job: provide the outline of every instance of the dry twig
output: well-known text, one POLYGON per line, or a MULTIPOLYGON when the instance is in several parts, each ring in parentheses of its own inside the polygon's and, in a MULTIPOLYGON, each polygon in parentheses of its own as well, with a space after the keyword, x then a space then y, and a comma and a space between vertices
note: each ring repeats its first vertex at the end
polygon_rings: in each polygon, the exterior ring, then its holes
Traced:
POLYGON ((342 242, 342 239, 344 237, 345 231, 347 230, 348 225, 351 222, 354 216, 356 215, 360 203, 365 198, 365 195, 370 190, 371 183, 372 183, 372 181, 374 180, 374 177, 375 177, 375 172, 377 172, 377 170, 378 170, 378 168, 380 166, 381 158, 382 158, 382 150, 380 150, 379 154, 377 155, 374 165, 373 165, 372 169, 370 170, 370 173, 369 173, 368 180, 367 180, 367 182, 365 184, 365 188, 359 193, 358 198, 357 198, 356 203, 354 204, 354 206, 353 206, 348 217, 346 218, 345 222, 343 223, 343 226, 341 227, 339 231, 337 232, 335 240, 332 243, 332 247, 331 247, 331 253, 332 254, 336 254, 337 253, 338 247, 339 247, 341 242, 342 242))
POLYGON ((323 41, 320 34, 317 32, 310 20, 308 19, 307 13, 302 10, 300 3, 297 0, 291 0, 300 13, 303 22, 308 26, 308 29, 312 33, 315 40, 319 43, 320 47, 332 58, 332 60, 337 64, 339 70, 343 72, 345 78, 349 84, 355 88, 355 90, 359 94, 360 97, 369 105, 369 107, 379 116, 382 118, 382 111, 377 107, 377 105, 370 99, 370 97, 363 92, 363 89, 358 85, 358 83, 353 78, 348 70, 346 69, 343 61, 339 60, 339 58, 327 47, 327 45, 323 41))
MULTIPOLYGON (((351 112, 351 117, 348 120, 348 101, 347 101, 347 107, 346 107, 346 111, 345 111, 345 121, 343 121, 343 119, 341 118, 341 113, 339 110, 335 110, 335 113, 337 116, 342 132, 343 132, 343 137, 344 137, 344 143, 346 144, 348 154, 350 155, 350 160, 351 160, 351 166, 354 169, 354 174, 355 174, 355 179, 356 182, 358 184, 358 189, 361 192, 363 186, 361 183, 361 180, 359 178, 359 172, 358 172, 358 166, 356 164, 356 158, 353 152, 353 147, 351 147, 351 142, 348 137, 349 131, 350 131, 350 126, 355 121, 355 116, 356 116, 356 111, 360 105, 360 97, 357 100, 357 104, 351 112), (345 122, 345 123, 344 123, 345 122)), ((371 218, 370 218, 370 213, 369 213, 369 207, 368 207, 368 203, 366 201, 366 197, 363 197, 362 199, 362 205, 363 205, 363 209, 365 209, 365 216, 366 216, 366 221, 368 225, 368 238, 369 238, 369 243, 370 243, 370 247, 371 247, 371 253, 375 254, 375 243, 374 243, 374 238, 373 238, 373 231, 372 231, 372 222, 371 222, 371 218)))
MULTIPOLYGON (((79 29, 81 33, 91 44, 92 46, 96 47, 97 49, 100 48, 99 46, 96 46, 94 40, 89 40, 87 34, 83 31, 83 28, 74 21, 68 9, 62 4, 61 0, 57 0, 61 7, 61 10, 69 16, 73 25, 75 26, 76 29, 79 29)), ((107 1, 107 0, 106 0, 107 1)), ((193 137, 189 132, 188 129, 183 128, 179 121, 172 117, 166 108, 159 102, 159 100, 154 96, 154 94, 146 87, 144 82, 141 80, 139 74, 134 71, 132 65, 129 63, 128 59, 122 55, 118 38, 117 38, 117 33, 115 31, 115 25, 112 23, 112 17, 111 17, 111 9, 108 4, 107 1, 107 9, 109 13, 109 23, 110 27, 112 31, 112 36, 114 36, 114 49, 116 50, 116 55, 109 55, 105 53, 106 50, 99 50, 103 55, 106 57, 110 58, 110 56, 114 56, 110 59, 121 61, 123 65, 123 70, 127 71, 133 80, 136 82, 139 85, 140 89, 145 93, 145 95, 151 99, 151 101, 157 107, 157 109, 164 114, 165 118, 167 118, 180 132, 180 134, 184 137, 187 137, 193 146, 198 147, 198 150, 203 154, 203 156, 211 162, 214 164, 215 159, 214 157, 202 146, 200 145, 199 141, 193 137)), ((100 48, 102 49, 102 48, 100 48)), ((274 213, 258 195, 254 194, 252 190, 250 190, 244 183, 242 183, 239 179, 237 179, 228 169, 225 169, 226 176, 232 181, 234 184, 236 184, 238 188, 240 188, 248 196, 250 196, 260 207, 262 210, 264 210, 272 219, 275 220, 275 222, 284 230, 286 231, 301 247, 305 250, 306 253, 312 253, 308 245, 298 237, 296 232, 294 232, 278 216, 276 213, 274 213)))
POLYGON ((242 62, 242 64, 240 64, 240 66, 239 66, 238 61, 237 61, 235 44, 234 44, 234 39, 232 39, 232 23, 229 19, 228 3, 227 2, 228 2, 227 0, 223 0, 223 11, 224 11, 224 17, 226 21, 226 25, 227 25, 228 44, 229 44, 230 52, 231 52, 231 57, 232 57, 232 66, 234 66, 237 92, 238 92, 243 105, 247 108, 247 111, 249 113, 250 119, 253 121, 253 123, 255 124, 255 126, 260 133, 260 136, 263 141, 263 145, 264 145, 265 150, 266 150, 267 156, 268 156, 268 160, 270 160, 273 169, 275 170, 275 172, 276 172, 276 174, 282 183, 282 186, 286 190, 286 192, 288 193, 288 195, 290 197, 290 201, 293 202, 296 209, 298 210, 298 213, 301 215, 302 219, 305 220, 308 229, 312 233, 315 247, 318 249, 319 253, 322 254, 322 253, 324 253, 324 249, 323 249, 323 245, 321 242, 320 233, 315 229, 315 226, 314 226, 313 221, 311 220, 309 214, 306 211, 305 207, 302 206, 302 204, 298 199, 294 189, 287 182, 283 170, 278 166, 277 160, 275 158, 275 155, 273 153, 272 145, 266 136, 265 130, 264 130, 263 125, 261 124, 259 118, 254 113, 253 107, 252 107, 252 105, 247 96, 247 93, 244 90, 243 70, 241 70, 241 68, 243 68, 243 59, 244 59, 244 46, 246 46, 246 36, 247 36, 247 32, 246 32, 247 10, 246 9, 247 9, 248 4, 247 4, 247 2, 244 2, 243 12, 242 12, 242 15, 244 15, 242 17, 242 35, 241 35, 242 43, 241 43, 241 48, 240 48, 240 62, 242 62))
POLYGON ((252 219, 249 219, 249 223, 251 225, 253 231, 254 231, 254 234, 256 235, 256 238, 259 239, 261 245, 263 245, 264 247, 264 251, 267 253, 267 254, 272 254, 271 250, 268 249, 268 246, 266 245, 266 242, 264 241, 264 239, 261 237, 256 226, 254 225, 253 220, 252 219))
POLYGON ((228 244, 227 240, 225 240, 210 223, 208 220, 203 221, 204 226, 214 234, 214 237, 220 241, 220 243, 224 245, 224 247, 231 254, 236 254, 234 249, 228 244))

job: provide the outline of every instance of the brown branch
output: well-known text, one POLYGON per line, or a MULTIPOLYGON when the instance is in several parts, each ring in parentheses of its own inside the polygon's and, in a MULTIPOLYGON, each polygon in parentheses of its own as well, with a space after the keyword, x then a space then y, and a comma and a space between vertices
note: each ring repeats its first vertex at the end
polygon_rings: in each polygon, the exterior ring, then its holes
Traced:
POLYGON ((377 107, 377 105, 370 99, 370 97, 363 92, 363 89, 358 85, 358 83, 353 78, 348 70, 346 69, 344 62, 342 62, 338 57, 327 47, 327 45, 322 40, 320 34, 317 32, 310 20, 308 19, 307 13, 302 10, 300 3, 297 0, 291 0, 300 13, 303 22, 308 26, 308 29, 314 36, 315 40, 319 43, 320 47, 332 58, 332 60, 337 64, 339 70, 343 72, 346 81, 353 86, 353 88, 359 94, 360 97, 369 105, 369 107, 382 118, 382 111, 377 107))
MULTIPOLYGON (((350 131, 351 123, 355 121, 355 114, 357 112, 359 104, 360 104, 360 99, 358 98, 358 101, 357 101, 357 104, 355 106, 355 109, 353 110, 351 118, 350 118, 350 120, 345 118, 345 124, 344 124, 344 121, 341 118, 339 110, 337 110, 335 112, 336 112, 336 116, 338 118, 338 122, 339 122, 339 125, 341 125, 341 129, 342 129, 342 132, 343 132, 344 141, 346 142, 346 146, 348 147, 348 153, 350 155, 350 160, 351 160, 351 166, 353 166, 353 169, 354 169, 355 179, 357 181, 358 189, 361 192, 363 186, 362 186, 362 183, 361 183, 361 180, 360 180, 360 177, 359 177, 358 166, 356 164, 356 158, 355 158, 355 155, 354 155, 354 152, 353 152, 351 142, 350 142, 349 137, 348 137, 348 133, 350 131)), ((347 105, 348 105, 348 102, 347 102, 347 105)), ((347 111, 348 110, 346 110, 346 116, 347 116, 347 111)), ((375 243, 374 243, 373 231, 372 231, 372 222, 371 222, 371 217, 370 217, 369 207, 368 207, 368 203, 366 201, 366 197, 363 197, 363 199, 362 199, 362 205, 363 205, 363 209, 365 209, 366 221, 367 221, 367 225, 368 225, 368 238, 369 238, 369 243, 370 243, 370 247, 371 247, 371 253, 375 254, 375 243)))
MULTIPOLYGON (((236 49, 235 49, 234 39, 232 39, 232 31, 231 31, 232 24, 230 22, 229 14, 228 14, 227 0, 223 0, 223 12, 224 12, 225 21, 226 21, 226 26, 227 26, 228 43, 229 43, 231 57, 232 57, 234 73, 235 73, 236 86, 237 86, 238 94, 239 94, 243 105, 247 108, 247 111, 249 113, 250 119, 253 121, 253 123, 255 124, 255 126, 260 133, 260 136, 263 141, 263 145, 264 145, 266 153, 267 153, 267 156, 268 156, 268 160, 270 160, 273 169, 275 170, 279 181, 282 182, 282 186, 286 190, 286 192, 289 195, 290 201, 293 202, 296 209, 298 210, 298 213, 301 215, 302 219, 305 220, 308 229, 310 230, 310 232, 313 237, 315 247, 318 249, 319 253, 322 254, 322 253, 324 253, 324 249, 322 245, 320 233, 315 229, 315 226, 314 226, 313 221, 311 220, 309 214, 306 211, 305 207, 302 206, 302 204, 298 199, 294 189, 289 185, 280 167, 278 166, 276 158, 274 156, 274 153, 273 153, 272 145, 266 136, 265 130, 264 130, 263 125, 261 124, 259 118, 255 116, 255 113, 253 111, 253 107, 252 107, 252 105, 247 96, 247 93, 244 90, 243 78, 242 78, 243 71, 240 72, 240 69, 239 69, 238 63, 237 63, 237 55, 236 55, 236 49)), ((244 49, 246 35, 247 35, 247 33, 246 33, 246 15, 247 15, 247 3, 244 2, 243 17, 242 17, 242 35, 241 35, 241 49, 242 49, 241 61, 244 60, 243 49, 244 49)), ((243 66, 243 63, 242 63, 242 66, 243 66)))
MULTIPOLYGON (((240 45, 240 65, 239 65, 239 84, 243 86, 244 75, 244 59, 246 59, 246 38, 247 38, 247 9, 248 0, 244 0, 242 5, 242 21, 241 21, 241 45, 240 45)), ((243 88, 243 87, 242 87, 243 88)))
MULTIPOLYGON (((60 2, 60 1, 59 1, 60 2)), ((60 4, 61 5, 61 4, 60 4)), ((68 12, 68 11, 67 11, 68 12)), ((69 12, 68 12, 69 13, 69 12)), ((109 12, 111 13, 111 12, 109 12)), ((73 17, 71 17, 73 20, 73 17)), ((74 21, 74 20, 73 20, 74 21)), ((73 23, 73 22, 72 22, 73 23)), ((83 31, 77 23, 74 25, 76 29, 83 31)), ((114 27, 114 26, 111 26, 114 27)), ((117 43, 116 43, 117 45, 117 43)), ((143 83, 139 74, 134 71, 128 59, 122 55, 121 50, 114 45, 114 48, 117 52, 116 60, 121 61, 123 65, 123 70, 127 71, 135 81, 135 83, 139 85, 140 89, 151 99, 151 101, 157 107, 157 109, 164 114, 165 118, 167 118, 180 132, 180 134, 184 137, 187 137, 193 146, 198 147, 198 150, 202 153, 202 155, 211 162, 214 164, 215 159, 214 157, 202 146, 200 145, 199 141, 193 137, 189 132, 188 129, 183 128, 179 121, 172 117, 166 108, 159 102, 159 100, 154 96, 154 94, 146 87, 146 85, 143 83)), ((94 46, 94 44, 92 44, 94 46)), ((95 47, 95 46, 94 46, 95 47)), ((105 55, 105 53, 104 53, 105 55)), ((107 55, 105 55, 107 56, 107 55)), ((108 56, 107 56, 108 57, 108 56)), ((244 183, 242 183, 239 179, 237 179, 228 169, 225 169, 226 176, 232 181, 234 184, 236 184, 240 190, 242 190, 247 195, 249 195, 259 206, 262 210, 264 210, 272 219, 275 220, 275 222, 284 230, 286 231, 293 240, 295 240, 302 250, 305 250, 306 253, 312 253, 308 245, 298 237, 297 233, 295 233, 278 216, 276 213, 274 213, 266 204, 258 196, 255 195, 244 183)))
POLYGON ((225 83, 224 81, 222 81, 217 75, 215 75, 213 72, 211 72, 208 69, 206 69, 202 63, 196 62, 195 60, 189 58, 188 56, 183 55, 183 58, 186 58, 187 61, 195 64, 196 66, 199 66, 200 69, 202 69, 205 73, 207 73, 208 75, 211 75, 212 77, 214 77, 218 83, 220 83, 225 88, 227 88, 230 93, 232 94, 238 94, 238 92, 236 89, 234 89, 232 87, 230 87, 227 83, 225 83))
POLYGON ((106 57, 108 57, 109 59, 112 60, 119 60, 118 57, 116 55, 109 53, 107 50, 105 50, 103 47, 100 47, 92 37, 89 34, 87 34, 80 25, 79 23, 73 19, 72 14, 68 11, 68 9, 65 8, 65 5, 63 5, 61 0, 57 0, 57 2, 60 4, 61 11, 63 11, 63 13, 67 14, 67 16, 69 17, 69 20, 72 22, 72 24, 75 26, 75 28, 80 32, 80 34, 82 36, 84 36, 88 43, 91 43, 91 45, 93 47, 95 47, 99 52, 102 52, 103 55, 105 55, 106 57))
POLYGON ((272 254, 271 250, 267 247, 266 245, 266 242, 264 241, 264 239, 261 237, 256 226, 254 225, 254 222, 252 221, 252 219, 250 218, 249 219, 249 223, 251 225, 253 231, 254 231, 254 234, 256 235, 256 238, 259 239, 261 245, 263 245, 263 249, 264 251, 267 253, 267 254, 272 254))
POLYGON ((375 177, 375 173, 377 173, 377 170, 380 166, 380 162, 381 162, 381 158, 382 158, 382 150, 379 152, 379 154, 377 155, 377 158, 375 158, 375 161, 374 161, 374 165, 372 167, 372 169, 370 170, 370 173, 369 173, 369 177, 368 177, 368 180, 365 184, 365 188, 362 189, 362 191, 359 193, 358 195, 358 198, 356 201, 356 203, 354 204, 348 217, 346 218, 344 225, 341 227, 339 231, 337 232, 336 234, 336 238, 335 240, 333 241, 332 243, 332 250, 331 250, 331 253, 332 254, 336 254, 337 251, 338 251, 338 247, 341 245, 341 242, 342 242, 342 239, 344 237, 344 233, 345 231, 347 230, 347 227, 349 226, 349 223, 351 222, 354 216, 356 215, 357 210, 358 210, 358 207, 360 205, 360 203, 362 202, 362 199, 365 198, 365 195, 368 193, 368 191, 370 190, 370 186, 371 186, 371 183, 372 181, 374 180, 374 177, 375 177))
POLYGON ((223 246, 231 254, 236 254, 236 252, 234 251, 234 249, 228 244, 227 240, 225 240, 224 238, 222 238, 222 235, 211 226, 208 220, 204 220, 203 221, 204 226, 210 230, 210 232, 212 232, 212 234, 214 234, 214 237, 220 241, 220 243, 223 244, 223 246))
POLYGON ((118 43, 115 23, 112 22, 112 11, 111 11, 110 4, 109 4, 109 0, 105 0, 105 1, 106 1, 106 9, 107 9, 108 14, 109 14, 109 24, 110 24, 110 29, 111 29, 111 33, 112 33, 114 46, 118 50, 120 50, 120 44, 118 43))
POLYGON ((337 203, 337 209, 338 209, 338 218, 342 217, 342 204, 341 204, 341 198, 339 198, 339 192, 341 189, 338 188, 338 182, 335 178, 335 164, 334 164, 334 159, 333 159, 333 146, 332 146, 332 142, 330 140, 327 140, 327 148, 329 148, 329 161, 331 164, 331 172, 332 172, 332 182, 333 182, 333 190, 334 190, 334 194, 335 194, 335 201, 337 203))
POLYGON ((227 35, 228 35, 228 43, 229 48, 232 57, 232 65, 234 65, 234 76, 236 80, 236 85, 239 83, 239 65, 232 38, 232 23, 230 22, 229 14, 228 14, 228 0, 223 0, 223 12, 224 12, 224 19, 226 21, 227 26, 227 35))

· · · ·

Entnimm den Datensätzen oben die Zeilen von der Zeile mit „job: provide the outline of every instance of the brown“ bis zur Zeile mit „MULTIPOLYGON (((350 131, 351“, beide eingeschlossen, und gib sie unverändert wieder.

job: provide the outline of every instance of the brown branch
output: well-known text, one POLYGON per line, or a MULTIPOLYGON when the instance is in several parts, each ring in parentheses of its own inside the polygon's and, in a MULTIPOLYGON, each polygon in parentheses of its own as well, with a space after the keyword, x then a space then y, and a comma and a space between vertices
note: each ring repeats its first vertex at the end
polygon_rings: in each polygon, the exterior ring, then its holes
Traced:
POLYGON ((377 107, 377 105, 370 99, 370 97, 363 92, 363 89, 358 85, 358 83, 353 78, 348 70, 346 69, 344 62, 342 62, 338 57, 327 47, 327 45, 322 40, 320 34, 317 32, 310 20, 308 19, 307 13, 302 10, 300 3, 297 0, 291 0, 300 13, 303 22, 308 26, 308 29, 314 36, 315 40, 319 43, 320 47, 332 58, 332 60, 337 64, 339 70, 343 72, 346 81, 353 86, 353 88, 359 94, 360 97, 369 105, 369 107, 382 118, 382 111, 377 107))
MULTIPOLYGON (((350 131, 351 123, 355 121, 355 114, 357 112, 359 104, 360 104, 360 99, 358 98, 358 101, 357 101, 357 104, 355 106, 355 109, 353 110, 351 118, 350 118, 350 120, 345 118, 345 124, 344 124, 344 121, 341 118, 339 110, 337 110, 335 112, 336 112, 336 116, 338 118, 338 122, 339 122, 339 125, 341 125, 341 129, 342 129, 342 132, 343 132, 344 141, 346 142, 346 146, 348 147, 348 153, 350 155, 350 160, 351 160, 351 166, 353 166, 353 169, 354 169, 355 179, 357 181, 358 189, 361 192, 363 186, 362 186, 362 183, 361 183, 361 180, 360 180, 360 177, 359 177, 358 166, 356 164, 356 158, 355 158, 355 155, 354 155, 354 152, 353 152, 351 142, 350 142, 349 137, 348 137, 348 133, 350 131)), ((347 105, 348 105, 348 102, 347 102, 347 105)), ((347 111, 348 110, 346 110, 346 116, 347 116, 347 111)), ((375 243, 374 243, 373 231, 372 231, 372 222, 371 222, 371 217, 370 217, 369 207, 368 207, 368 203, 366 201, 366 197, 363 197, 363 199, 362 199, 362 205, 363 205, 363 209, 365 209, 366 221, 367 221, 367 225, 368 225, 368 238, 369 238, 369 243, 370 243, 370 247, 371 247, 371 253, 375 254, 375 243)))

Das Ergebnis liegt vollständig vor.